[Stored items from a collection]
• • • • •

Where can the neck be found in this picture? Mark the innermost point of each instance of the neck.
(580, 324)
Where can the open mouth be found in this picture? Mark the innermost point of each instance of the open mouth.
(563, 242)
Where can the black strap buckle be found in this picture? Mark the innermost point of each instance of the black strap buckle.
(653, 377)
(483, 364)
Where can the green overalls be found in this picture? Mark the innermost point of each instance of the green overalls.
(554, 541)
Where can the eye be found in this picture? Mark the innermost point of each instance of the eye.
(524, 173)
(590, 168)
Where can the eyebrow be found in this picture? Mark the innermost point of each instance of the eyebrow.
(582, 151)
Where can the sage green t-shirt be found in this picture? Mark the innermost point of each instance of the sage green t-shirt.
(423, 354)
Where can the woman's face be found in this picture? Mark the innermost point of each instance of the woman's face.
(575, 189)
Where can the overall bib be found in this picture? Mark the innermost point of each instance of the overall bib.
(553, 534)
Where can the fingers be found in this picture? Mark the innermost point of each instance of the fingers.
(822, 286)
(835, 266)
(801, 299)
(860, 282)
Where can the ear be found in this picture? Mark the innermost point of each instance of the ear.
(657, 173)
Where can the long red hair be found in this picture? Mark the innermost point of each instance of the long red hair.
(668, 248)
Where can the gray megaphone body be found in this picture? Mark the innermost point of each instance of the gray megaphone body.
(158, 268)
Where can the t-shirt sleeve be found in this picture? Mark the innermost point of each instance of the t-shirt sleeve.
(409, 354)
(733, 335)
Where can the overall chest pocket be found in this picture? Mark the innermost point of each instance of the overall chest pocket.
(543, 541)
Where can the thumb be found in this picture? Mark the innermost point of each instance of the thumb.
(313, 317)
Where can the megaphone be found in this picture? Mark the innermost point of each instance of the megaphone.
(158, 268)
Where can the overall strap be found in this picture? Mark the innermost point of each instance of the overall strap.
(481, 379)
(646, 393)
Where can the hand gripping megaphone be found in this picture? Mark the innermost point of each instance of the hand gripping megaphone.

• • • • •

## [What you should do]
Give the rows above again with every "megaphone" switched to "bullhorn". Leave everything else unchanged.

## [Correct output]
Where can the neck be found in this picture? Mark the innermost point of each instance of the neck.
(580, 324)
Where can the open mouth be found in this picture? Mark the innermost point of each instance of the open mouth.
(563, 242)
Where can the black strap buckle be found in this picture? Mark the innermost point of each instance of the black strap buckle.
(653, 377)
(483, 364)
Where can the green overalls be found in this picture? Mark the innermost point of each instance of the green overalls.
(554, 541)
Where can the eye be found in this picture? Mark the innermost point of each instance of the eye.
(524, 173)
(590, 168)
Where can the eyebrow be found in this picture? Mark the innermost point of each instance of the eyebrow.
(582, 151)
Where can the sage green t-shirt be found in this picture? Mark the innermost point of each instance of the sage green t-shirt.
(423, 354)
Where can the woman's face be found in this picture? Mark the innermost point of each instance of the woman's face.
(575, 189)
Where can the overall bib be found in this picture? Mark the innermost point of each instance of the overall bib.
(553, 534)
Where can the fingers be found in this picture? Mark the innermost point of each instance of the fingers.
(822, 286)
(835, 266)
(801, 299)
(860, 282)
Where can the ear be found in this picture? Mark the innermost point of each instance of the ear.
(657, 173)
Where can the long red hair be found in this picture? Mark the innermost point of each instance of the long red hair.
(668, 248)
Where can the gray bullhorn body be found in this picture? Mark the innermost point of each instance of the gray bullhorn body.
(158, 268)
Where can the t-shirt sleeve be found in this picture? Mark the innermost point of each instance of the t-shirt sleeve.
(409, 354)
(733, 335)
Where can the overall chest pocket be found in this picture? Mark the innermost point of each instance of the overall chest pocket.
(543, 541)
Where can the thumb be found in this picture? Mark the innermost point of each instance of the thumb.
(313, 317)
Where can the bullhorn be found in this picture? Mark the innermost point of each instance of the bullhorn.
(158, 268)
Where can the overall strap be found in this picture? Mark the innermost point of each instance of the overall strap.
(481, 379)
(646, 393)
Where can the hand gripping bullhorn be found in this picture? Mark the innermost point of each instance of the hand gripping bullhorn.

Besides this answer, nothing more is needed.